What to do:
• a. In the article on Herzuma's approval in Japan, what share of patients prescribed Trastuzumab use the three-week therapy?
• b. Write out the article on Herzuma's approval in Japan word for word from "Celltrion Healthcare won" to "patients prescribed Trastuzumab.".

Passage for review:
##############################
Japan approves a 3-week version of HerzumaCelltrion Healthcare has gained approval to sell the three-week version of Herzuma in Japan.
The Kosdaq-listed Celltrion subsidiary announced in a statement Thursday that Japan’s Ministry of Health, Labor and Welfare issued the approval Wednesday for the sale of the biosimilar.
Herzuma is a treatment for early-stage breast cancer, metastatic breast cancer and metastatic gastric cancer and is based on the blockbuster pill Herceptin, also known as Trastuzumab, developed by Roche.
Biosimilars are biological products that are approved based on proof that they are highly similar to other approved products. The drugs have no clinically meaningful differences in terms of safety or effectiveness from the reference product but cost less.
Celltrion Healthcare won approval from the Japanese authority for the one-week Herzuma therapy in November last year, which requires 52 injections per year. The three-week therapy approved Wednesday is used by more than 90 percent of patients prescribed Trastuzumab.
The company said the latest approval will help Celltrion expand its reach in the Japanese pharmaceutical market by gaining access to more patients. According to pharmaceutical market tracker IQVIA, the current market for Trastuzumab in Japan is 400 billion won ($330 million).
“Interest in biosimilars that could lift the financial burden on government is continuously expanding as Japan faces aging population,” said a Celltrion Healthcare spokesperson in a statement.
“We will do our best to expand the prescription of Herzuma as we already have expanded our communications with Japanese medical institutions since co-promotion to strengthen the marketing activities on Herzuma.”
Celltrion Healthcare has been working with Tokyo-based distributor Nippon Kayaku to co-promote Herzuma in Japan. The two companies have been using distribution channels created together to reach a diverse range of consumers.
The breast cancer biosimilar has been selling well in the European market, as Herzuma’s market share rose to 13 percent in the first quarter compared to 10 percent a quarter earlier.
Celltrion has also established a joint venture named Vcell Healthcare in Shanghai with Nan Fung Group, a Hong Kong diversified conglomerate, to develop, manufacture and commercialize Herzuma and two other biosimilars in China.
##############################
(Records from a dataset)
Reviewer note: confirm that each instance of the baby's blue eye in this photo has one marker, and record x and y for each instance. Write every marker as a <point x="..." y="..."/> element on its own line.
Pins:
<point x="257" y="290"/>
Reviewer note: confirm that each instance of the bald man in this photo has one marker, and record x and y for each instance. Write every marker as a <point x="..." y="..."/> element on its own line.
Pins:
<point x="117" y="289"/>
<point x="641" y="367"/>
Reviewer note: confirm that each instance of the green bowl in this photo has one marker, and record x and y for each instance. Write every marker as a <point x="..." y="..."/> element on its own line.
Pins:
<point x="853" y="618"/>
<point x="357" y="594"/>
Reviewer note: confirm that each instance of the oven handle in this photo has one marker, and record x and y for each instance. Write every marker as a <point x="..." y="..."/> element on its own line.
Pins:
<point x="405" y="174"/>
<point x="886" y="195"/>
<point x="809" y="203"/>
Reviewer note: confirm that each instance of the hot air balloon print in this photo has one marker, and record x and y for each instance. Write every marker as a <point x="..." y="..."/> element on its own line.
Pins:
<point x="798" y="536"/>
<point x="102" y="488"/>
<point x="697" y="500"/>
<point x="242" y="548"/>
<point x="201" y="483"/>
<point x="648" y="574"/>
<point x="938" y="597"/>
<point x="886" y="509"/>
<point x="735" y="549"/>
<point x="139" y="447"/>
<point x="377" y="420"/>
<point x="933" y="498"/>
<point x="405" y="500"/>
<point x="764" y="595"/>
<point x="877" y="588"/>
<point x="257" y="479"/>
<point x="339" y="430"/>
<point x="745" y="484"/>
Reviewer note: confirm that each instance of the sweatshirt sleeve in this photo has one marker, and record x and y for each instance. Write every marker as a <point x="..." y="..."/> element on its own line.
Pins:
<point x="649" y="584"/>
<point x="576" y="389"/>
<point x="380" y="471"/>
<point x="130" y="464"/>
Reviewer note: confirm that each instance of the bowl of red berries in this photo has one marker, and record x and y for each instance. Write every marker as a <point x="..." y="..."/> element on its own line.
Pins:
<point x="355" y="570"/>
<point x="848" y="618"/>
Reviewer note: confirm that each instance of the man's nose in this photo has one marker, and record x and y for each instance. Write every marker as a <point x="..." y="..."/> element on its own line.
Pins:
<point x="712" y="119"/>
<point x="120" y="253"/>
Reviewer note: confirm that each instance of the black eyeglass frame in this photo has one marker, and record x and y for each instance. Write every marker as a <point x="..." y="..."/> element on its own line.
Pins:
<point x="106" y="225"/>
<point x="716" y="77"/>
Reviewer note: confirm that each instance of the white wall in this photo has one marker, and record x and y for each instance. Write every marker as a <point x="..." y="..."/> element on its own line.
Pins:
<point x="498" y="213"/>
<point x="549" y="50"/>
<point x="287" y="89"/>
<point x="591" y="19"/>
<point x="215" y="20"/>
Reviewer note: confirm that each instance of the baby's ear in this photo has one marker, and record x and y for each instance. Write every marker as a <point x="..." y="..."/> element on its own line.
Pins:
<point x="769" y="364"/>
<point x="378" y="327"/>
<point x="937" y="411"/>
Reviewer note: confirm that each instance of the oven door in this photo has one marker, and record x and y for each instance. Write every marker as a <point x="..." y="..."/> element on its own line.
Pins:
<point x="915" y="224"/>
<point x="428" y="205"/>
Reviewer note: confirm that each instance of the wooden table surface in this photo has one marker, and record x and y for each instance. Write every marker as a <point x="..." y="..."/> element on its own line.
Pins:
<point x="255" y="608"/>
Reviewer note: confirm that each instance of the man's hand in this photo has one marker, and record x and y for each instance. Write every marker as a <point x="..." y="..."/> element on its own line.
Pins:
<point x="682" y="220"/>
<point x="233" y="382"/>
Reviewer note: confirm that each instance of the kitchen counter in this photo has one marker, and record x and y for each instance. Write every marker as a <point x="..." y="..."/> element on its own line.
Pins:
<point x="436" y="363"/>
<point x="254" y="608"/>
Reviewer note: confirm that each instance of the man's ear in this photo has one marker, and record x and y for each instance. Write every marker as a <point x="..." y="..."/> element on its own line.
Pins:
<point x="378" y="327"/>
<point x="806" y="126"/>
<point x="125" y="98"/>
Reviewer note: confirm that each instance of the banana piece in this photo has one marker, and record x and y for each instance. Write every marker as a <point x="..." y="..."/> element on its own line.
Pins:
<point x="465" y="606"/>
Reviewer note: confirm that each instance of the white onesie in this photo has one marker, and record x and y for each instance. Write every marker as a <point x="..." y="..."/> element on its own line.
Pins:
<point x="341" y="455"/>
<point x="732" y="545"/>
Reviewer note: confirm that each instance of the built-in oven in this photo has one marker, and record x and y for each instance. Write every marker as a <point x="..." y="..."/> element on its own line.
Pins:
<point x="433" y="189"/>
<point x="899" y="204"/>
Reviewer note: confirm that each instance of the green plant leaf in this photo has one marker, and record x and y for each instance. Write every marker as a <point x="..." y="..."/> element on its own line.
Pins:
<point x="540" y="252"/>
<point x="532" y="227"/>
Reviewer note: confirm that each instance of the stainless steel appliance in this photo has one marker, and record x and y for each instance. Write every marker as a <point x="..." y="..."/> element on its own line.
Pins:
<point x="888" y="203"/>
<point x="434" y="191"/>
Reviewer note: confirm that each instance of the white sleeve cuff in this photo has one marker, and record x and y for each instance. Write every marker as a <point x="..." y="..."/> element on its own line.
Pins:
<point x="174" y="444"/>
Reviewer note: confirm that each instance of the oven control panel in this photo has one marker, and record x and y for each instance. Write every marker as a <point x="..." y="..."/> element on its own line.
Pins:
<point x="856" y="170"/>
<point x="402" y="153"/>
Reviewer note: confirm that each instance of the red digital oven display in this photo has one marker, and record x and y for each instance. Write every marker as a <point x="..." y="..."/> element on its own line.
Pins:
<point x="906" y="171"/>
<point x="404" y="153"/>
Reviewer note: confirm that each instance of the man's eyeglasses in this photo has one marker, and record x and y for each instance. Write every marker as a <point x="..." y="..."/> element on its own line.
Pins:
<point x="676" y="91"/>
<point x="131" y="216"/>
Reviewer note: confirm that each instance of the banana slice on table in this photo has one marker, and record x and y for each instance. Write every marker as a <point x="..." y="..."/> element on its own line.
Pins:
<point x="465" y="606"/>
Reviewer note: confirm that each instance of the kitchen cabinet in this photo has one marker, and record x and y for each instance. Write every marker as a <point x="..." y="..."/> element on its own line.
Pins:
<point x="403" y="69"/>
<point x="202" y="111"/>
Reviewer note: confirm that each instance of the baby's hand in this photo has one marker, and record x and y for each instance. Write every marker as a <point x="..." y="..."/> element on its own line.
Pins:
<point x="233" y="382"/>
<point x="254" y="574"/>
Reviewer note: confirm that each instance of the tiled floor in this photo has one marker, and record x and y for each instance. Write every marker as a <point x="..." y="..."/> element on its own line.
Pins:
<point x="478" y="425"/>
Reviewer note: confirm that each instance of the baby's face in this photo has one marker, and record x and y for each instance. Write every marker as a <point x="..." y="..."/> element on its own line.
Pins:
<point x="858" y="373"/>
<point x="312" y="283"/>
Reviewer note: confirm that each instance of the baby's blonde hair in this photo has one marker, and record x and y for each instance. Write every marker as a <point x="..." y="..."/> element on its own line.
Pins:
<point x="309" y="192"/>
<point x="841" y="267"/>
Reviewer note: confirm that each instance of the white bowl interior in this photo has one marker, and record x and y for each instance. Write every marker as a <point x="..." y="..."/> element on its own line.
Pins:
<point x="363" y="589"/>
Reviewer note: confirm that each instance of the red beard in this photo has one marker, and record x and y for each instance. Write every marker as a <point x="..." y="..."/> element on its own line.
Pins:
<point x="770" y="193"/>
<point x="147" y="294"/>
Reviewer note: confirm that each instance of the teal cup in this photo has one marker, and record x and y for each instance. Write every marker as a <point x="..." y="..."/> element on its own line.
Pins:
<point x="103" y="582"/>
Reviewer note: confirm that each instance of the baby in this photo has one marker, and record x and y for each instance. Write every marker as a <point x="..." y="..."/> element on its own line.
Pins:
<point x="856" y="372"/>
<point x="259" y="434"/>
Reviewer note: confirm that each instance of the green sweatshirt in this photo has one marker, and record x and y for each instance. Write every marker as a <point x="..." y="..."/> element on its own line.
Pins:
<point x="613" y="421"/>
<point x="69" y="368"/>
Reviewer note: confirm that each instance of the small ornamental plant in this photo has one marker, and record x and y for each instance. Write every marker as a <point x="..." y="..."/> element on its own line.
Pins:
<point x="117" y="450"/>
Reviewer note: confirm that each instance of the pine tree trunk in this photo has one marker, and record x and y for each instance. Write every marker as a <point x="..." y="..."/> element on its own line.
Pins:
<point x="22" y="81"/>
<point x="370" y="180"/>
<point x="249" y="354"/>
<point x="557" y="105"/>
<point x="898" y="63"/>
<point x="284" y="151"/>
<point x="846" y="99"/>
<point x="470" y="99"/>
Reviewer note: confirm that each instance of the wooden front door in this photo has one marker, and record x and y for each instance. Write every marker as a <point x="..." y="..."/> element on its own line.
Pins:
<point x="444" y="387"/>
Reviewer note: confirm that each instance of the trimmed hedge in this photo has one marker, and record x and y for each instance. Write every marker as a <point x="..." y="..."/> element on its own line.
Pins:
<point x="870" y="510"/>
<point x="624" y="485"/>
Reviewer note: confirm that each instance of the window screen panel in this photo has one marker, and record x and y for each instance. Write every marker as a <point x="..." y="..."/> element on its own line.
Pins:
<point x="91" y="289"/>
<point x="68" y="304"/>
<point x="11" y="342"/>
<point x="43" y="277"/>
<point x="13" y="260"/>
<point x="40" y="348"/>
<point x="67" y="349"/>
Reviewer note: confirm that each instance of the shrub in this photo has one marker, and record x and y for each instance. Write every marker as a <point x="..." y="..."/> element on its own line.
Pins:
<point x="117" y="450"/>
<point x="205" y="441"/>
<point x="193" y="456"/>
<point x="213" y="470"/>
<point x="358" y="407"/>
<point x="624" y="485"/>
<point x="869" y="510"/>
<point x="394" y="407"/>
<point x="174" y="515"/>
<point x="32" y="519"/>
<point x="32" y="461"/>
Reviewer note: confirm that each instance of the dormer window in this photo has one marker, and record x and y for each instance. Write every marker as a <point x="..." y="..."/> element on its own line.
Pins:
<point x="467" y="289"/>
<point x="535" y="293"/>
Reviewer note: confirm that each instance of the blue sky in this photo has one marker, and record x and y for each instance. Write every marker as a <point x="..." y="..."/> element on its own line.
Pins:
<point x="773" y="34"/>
##############################
Exercise answers:
• a. More than 90 percent.

• b.
Celltrion Healthcare won approval from the Japanese authority for the one-week Herzuma therapy in November last year, which requires 52 injections per year. The three-week therapy approved Wednesday is used by more than 90 percent of patients prescribed Trastuzumab.